Records section start

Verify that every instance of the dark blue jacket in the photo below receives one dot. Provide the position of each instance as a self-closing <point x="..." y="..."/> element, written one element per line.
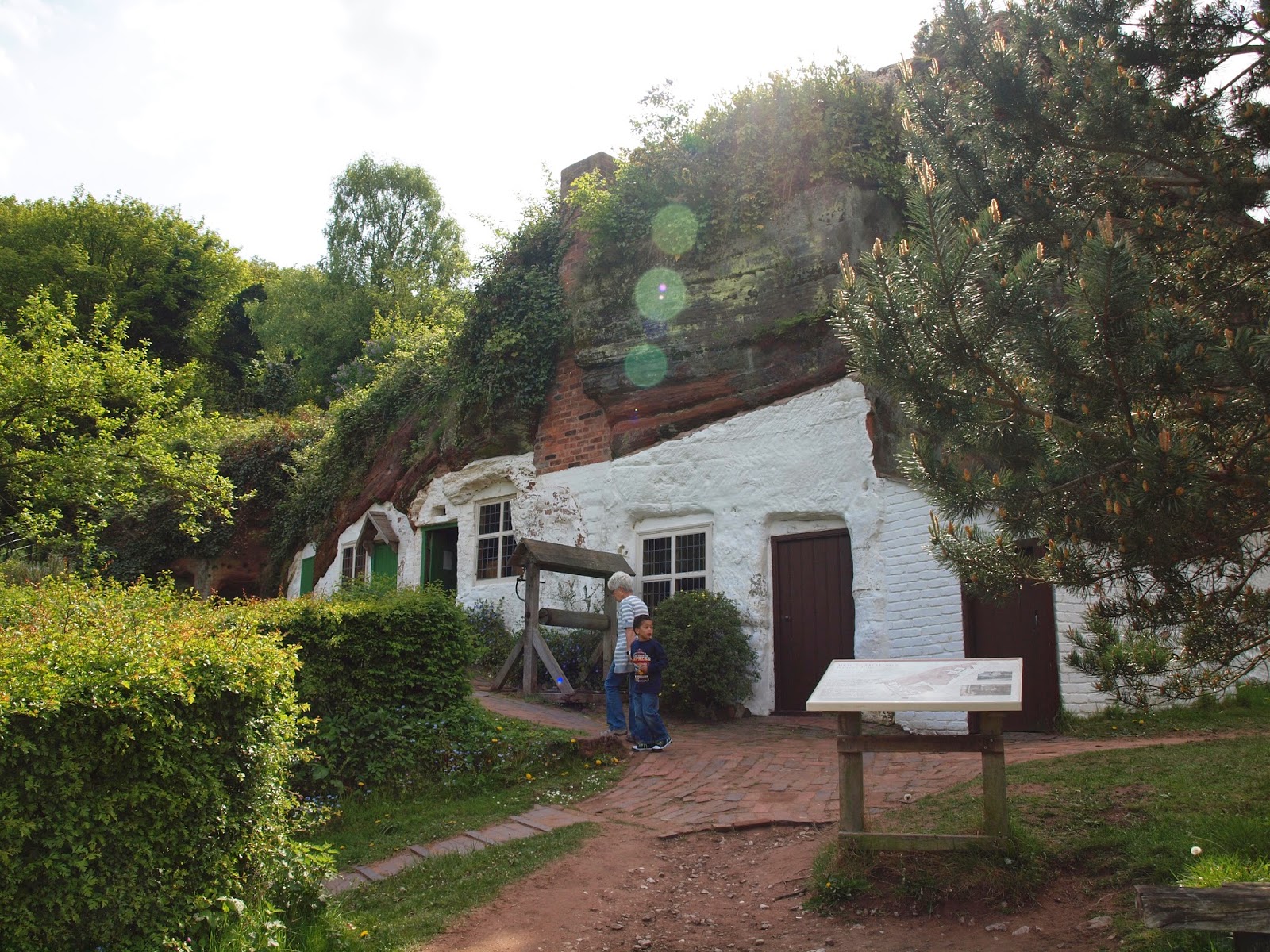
<point x="657" y="663"/>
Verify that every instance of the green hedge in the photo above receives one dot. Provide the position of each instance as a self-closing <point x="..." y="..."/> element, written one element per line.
<point x="376" y="666"/>
<point x="145" y="744"/>
<point x="713" y="666"/>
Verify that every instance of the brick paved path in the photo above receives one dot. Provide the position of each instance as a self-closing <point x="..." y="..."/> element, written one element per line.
<point x="770" y="770"/>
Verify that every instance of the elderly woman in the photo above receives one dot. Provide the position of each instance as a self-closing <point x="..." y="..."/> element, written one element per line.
<point x="629" y="605"/>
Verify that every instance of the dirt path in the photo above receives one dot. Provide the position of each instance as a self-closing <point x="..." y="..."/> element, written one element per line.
<point x="671" y="869"/>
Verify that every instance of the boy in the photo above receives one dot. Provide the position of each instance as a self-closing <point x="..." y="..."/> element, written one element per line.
<point x="649" y="659"/>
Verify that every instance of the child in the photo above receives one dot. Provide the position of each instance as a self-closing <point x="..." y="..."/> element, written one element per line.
<point x="649" y="659"/>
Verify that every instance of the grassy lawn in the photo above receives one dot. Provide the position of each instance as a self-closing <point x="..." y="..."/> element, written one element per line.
<point x="417" y="904"/>
<point x="1110" y="819"/>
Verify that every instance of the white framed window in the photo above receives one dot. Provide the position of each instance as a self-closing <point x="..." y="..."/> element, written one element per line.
<point x="495" y="541"/>
<point x="675" y="560"/>
<point x="352" y="562"/>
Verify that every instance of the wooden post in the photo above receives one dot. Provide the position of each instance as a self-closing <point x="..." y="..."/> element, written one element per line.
<point x="530" y="674"/>
<point x="851" y="777"/>
<point x="996" y="820"/>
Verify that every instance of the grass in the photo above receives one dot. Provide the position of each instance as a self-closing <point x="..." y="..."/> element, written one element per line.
<point x="1110" y="819"/>
<point x="368" y="827"/>
<point x="1246" y="708"/>
<point x="418" y="904"/>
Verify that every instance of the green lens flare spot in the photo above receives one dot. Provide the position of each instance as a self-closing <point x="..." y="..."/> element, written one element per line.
<point x="660" y="295"/>
<point x="675" y="228"/>
<point x="645" y="366"/>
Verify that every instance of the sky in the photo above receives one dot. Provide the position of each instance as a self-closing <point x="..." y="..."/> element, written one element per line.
<point x="241" y="113"/>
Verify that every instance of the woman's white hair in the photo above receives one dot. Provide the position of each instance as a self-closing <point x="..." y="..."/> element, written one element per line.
<point x="622" y="581"/>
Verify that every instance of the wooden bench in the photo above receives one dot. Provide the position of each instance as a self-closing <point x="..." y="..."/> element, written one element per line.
<point x="1242" y="908"/>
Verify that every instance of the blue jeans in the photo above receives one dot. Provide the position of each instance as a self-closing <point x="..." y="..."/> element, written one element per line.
<point x="615" y="711"/>
<point x="647" y="725"/>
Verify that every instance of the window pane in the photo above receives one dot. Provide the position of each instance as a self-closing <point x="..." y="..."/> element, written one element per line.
<point x="656" y="593"/>
<point x="690" y="552"/>
<point x="508" y="549"/>
<point x="491" y="516"/>
<point x="657" y="556"/>
<point x="487" y="558"/>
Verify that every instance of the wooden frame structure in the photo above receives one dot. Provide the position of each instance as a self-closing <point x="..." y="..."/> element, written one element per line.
<point x="987" y="685"/>
<point x="531" y="559"/>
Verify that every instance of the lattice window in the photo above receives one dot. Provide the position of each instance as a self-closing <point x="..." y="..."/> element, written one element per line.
<point x="673" y="562"/>
<point x="495" y="539"/>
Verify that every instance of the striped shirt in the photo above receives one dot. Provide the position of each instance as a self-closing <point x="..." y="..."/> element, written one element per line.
<point x="628" y="608"/>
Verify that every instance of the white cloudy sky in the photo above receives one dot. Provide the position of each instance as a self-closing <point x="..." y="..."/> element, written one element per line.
<point x="241" y="112"/>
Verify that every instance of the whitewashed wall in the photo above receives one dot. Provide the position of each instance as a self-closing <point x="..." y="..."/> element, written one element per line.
<point x="803" y="465"/>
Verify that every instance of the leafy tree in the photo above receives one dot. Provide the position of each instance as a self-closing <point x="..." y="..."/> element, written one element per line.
<point x="1076" y="324"/>
<point x="167" y="279"/>
<point x="387" y="230"/>
<point x="95" y="433"/>
<point x="391" y="251"/>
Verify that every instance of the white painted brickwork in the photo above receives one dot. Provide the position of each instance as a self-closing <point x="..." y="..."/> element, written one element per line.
<point x="802" y="465"/>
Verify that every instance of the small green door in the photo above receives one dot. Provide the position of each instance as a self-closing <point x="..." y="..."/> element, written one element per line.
<point x="306" y="575"/>
<point x="441" y="556"/>
<point x="384" y="562"/>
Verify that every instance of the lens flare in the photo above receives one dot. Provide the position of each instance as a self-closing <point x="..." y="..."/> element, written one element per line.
<point x="675" y="228"/>
<point x="645" y="366"/>
<point x="660" y="295"/>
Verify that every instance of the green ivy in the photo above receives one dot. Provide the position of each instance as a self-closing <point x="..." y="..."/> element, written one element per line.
<point x="745" y="158"/>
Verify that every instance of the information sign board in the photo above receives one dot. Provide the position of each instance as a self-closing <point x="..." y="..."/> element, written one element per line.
<point x="924" y="685"/>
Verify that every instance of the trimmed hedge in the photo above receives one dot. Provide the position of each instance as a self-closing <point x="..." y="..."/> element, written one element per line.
<point x="378" y="666"/>
<point x="145" y="744"/>
<point x="713" y="666"/>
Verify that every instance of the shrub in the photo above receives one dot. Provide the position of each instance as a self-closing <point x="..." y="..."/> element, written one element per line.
<point x="713" y="664"/>
<point x="372" y="649"/>
<point x="145" y="742"/>
<point x="378" y="666"/>
<point x="492" y="639"/>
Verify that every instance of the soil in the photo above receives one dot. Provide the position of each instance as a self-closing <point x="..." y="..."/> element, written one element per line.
<point x="628" y="889"/>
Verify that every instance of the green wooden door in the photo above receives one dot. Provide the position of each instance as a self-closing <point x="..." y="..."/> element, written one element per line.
<point x="384" y="562"/>
<point x="306" y="575"/>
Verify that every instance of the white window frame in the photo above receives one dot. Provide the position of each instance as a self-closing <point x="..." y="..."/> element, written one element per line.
<point x="353" y="552"/>
<point x="506" y="570"/>
<point x="673" y="532"/>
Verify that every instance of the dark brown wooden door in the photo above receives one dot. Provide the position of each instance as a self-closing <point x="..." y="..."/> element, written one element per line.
<point x="1020" y="628"/>
<point x="814" y="612"/>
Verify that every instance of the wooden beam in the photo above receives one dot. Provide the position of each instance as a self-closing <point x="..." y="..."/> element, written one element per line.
<point x="922" y="744"/>
<point x="563" y="619"/>
<point x="918" y="842"/>
<point x="530" y="672"/>
<point x="554" y="558"/>
<point x="1236" y="907"/>
<point x="996" y="818"/>
<point x="552" y="664"/>
<point x="501" y="678"/>
<point x="851" y="777"/>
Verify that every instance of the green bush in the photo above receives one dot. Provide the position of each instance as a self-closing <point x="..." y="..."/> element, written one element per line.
<point x="145" y="744"/>
<point x="492" y="639"/>
<point x="713" y="664"/>
<point x="378" y="666"/>
<point x="370" y="649"/>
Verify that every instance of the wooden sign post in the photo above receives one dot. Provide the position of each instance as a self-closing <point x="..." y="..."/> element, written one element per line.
<point x="987" y="685"/>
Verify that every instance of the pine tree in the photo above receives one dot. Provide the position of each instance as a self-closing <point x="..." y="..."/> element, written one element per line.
<point x="1076" y="324"/>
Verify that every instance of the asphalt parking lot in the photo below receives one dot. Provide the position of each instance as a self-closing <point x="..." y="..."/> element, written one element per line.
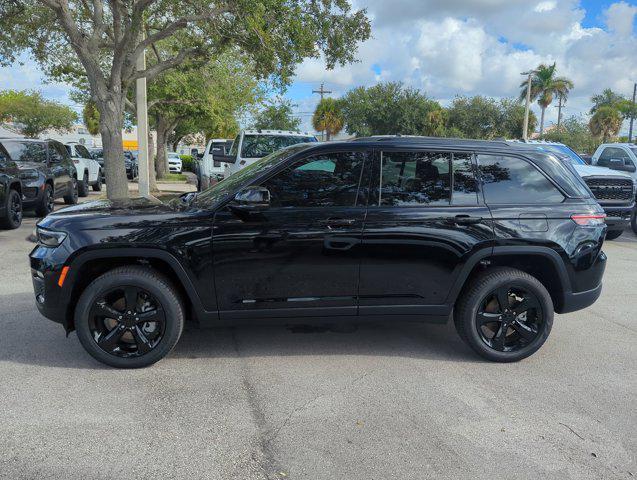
<point x="382" y="402"/>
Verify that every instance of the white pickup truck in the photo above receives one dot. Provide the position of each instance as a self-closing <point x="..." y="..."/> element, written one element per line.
<point x="89" y="172"/>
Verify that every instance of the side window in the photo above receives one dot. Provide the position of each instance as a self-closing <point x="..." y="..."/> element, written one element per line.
<point x="508" y="180"/>
<point x="235" y="146"/>
<point x="326" y="180"/>
<point x="465" y="185"/>
<point x="415" y="178"/>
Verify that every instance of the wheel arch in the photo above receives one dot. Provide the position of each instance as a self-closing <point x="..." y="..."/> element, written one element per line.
<point x="89" y="265"/>
<point x="543" y="263"/>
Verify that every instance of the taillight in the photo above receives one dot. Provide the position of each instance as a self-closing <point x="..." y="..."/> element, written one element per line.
<point x="589" y="219"/>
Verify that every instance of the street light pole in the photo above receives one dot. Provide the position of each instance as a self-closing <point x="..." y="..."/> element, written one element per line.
<point x="525" y="132"/>
<point x="632" y="116"/>
<point x="142" y="129"/>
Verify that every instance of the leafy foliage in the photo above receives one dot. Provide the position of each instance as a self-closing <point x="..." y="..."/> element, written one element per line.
<point x="33" y="114"/>
<point x="277" y="116"/>
<point x="328" y="117"/>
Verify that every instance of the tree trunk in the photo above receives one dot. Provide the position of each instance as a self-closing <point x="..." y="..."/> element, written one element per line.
<point x="163" y="128"/>
<point x="111" y="125"/>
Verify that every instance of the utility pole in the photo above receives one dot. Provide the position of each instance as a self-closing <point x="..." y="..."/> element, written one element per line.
<point x="560" y="105"/>
<point x="321" y="91"/>
<point x="525" y="131"/>
<point x="142" y="129"/>
<point x="632" y="117"/>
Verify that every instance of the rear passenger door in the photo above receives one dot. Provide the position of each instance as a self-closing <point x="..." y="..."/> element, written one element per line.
<point x="425" y="218"/>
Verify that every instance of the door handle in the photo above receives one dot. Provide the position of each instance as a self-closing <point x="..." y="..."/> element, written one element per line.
<point x="466" y="220"/>
<point x="337" y="222"/>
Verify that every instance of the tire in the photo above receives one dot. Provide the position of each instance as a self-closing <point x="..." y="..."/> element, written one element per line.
<point x="142" y="278"/>
<point x="46" y="204"/>
<point x="614" y="234"/>
<point x="71" y="198"/>
<point x="13" y="209"/>
<point x="475" y="296"/>
<point x="97" y="186"/>
<point x="82" y="187"/>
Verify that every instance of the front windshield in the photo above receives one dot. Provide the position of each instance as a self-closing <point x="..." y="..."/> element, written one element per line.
<point x="229" y="185"/>
<point x="258" y="146"/>
<point x="574" y="158"/>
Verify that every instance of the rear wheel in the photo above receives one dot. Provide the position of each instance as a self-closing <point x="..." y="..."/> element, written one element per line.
<point x="505" y="315"/>
<point x="46" y="202"/>
<point x="614" y="234"/>
<point x="13" y="209"/>
<point x="82" y="187"/>
<point x="130" y="317"/>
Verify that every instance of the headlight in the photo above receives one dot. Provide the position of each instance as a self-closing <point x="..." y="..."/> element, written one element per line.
<point x="29" y="175"/>
<point x="50" y="238"/>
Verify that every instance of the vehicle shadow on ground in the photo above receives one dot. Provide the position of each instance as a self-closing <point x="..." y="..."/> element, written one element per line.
<point x="29" y="338"/>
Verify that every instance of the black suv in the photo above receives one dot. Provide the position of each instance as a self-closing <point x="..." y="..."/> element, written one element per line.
<point x="46" y="170"/>
<point x="10" y="192"/>
<point x="377" y="229"/>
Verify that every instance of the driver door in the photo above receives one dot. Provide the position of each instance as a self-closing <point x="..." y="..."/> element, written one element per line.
<point x="299" y="255"/>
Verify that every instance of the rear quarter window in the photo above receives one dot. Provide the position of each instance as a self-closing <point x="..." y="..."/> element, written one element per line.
<point x="511" y="180"/>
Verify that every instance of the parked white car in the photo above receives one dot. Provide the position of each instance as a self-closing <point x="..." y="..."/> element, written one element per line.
<point x="174" y="163"/>
<point x="617" y="156"/>
<point x="89" y="172"/>
<point x="252" y="145"/>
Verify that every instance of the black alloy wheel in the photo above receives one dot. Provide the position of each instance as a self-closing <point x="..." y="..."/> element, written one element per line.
<point x="13" y="217"/>
<point x="127" y="322"/>
<point x="504" y="314"/>
<point x="510" y="318"/>
<point x="129" y="317"/>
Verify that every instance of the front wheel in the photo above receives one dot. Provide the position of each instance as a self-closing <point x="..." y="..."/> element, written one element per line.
<point x="130" y="317"/>
<point x="71" y="197"/>
<point x="505" y="315"/>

Records section end

- Work item
Reproduce, exactly and only, the lines running from the one with "Verify that every instance of the rear quarter" to the end of the listing above.

- Output for this exercise
Verify that every instance of the rear quarter window in the photo above receives one dot. Provide the position of each instance as a self-closing <point x="..." y="..."/> element, written one element per line.
<point x="511" y="180"/>
Verify that every instance of the parked white car in the photo above receives one dot. Provide the position of each instance as a self-closing <point x="..." y="..."/> element, written one element per line.
<point x="174" y="163"/>
<point x="617" y="156"/>
<point x="89" y="172"/>
<point x="252" y="145"/>
Verify that every instance of the black alloy wheel in the photo above receives one dot. Provide the position of each instance as a self-closing <point x="..." y="..."/> element, written one element per line.
<point x="13" y="217"/>
<point x="127" y="322"/>
<point x="504" y="314"/>
<point x="510" y="318"/>
<point x="129" y="317"/>
Verify that every instance of the front wheel in the photo above receives one dot. Provide the position of each instance as a self-closing <point x="..." y="..."/> element, written one element per line.
<point x="130" y="317"/>
<point x="71" y="197"/>
<point x="505" y="315"/>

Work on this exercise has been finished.